== Dati forniti
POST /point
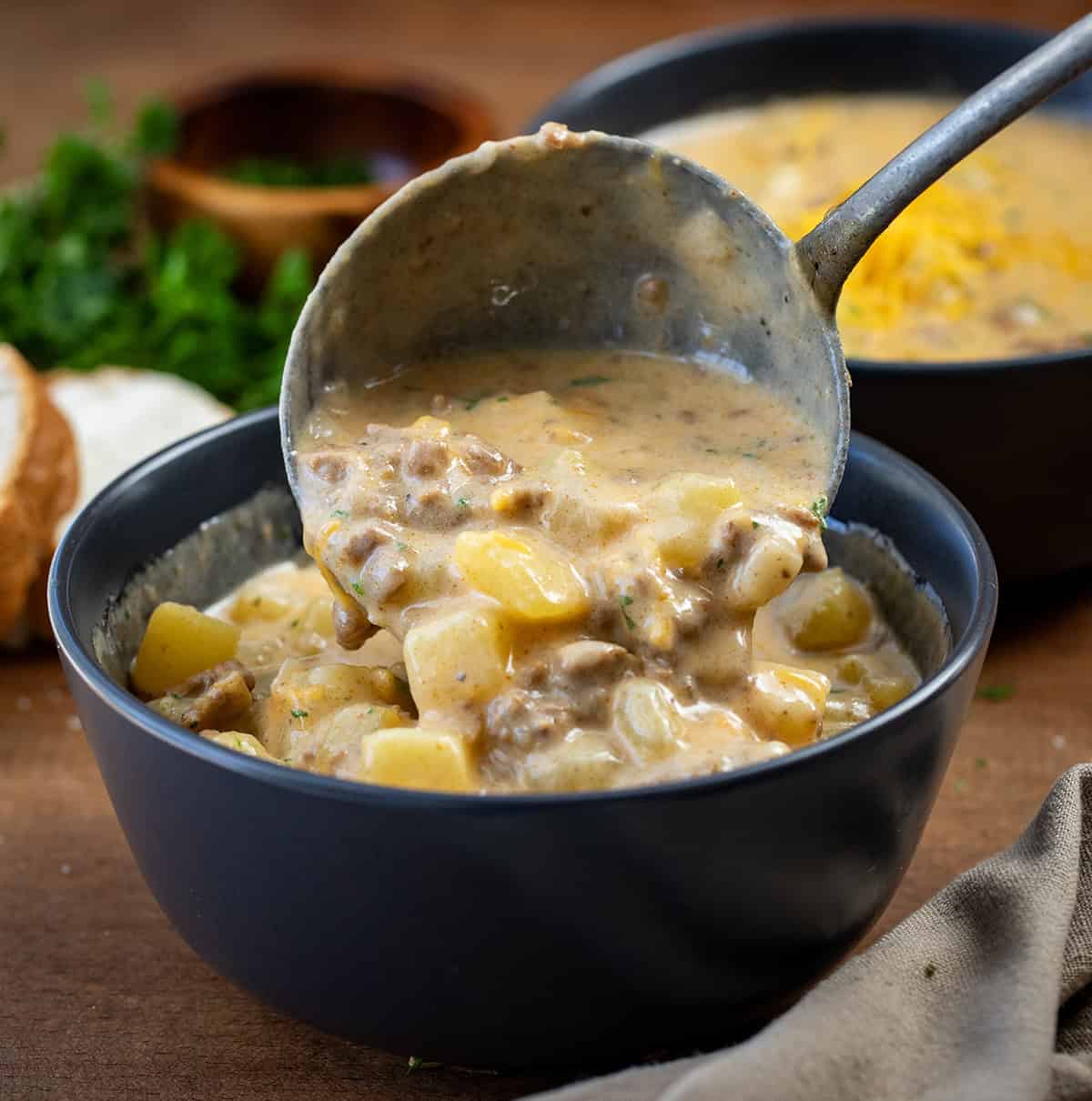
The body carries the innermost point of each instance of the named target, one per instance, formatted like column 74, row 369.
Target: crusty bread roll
column 37, row 483
column 121, row 415
column 66, row 429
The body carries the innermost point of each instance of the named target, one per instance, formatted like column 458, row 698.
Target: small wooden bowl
column 402, row 124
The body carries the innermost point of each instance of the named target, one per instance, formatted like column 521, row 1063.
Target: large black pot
column 1012, row 439
column 511, row 931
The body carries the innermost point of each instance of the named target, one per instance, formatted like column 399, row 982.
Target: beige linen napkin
column 983, row 995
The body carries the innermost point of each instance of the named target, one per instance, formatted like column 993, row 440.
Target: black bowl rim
column 127, row 708
column 683, row 45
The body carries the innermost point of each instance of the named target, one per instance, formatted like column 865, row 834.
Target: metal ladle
column 592, row 241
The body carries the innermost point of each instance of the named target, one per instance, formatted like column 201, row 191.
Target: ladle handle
column 834, row 247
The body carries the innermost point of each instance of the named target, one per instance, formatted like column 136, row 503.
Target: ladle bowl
column 590, row 240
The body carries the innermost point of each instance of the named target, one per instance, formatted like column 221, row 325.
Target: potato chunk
column 645, row 714
column 886, row 692
column 457, row 663
column 830, row 611
column 786, row 702
column 530, row 581
column 178, row 642
column 430, row 760
column 241, row 743
column 693, row 504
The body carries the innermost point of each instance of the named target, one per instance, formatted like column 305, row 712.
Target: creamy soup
column 993, row 261
column 547, row 571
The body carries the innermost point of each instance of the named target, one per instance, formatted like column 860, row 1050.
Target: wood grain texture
column 99, row 999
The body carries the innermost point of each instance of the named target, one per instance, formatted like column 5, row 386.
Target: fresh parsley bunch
column 84, row 283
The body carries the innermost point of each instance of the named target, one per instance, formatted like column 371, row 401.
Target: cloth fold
column 983, row 995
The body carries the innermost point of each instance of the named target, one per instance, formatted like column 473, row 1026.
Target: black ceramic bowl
column 505, row 931
column 1009, row 437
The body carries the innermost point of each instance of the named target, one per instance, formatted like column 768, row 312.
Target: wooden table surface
column 99, row 999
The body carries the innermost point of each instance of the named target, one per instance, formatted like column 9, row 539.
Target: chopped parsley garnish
column 345, row 169
column 85, row 283
column 996, row 693
column 416, row 1063
column 626, row 601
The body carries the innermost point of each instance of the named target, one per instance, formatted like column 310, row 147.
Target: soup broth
column 547, row 571
column 993, row 261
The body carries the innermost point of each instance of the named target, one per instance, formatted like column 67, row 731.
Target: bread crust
column 36, row 489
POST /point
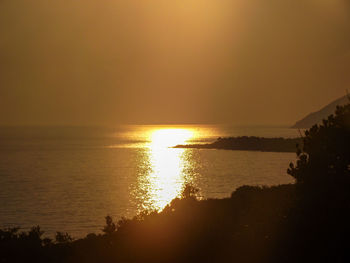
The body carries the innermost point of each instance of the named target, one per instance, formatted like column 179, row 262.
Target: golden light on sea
column 165, row 178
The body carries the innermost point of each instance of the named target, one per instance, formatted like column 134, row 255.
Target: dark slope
column 316, row 117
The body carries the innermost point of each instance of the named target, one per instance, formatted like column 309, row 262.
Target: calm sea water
====
- Problema proposto: Puoi convertire in un elenco numerato le righe di tutte le voci qui sopra, saltando quelle vuote e lasciando fuori le immagini?

- Risposta:
1. POST /point
2. The body carries the innermost point of each instance of the named target, one per instance, formatted like column 74, row 369.
3. Target: crusty bread roll
4. column 37, row 483
5. column 121, row 415
6. column 66, row 429
7. The body carries the innermost point of each instance of the named target, one per instance, formatted like column 458, row 698.
8. Target: small wooden bowl
9. column 402, row 124
10. The body carries the innermost point of each instance of the named target, one per instance, formatted like column 521, row 1063.
11. Target: large black pot
12. column 1012, row 439
13. column 511, row 931
14. The body carries the innermost point of each instance of the named target, one per instance, formatted like column 399, row 982.
15. Target: beige linen napkin
16. column 983, row 995
17. The body carries the innermost point of each instance of the named target, one per instance, formatted like column 993, row 440.
18. Target: black bowl rim
19. column 127, row 708
20. column 683, row 45
21. The body carries the innermost point of each instance of the named target, one per instance, formatted like column 865, row 834.
22. Target: metal ladle
23. column 592, row 241
24. The body carries the innermost point of each instance of the named target, one per instance, formatted like column 201, row 191.
25. Target: ladle handle
26. column 834, row 247
27. The body carries the innermost point of each instance of the named target, one per instance, formatted like column 136, row 503.
28. Target: ladle bowl
29. column 590, row 240
30. The body carries the innermost point of each instance of the named target, one per instance, formatted like column 221, row 325.
31. Target: potato chunk
32. column 645, row 714
33. column 886, row 692
34. column 457, row 663
35. column 830, row 611
36. column 786, row 702
37. column 530, row 581
38. column 178, row 642
39. column 430, row 760
40. column 241, row 743
41. column 693, row 504
42. The body carries the innermost point of each instance of the named target, one per instance, formatted like column 305, row 712.
43. Target: creamy soup
44. column 993, row 261
45. column 547, row 571
46. The body carries the innermost point of each instance of the named target, one per instance, formatted like column 860, row 1050.
47. Target: wood grain texture
48. column 99, row 999
49. The body carries the innermost point of each instance of the named target, one per instance, formatted like column 5, row 386.
50. Target: fresh parsley bunch
51. column 84, row 283
52. The body carries the innermost point of each instance of the named target, one per instance, formatted like column 371, row 401.
53. Target: cloth fold
54. column 983, row 995
55. The body carries the innermost point of each instance of the named target, one per instance, formatted like column 473, row 1026.
56. Target: black ceramic bowl
57. column 505, row 931
58. column 1009, row 437
59. The body carries the innermost point of each instance of the named target, one per instance, formatted like column 768, row 312.
60. Target: wooden table surface
61. column 99, row 999
62. The body carries the innermost point of each instance of the named target, one per instance, formatted like column 9, row 539.
63. Target: chopped parsley garnish
64. column 345, row 169
65. column 85, row 283
66. column 996, row 693
67. column 416, row 1063
68. column 626, row 601
69. The body carries the innermost point of each instance of the named target, one per instance, formatted like column 310, row 147.
70. Target: soup broth
71. column 547, row 571
72. column 993, row 261
73. The body carries the innermost point of each instance of the named target, one per instance, formatted like column 67, row 731.
74. Target: bread crust
75. column 36, row 489
76. POST /point
77. The body carries the innermost point of each instance of the named target, one per instance, formatted like column 179, row 262.
78. Target: golden light on sea
79. column 165, row 178
80. The body carries the innermost point of each instance of the named target, one per instance, formatted like column 134, row 255.
81. Target: dark slope
82. column 316, row 117
83. The body carries the innermost point of each instance of the named target, one per instance, formatted like column 309, row 262.
84. Target: calm sea water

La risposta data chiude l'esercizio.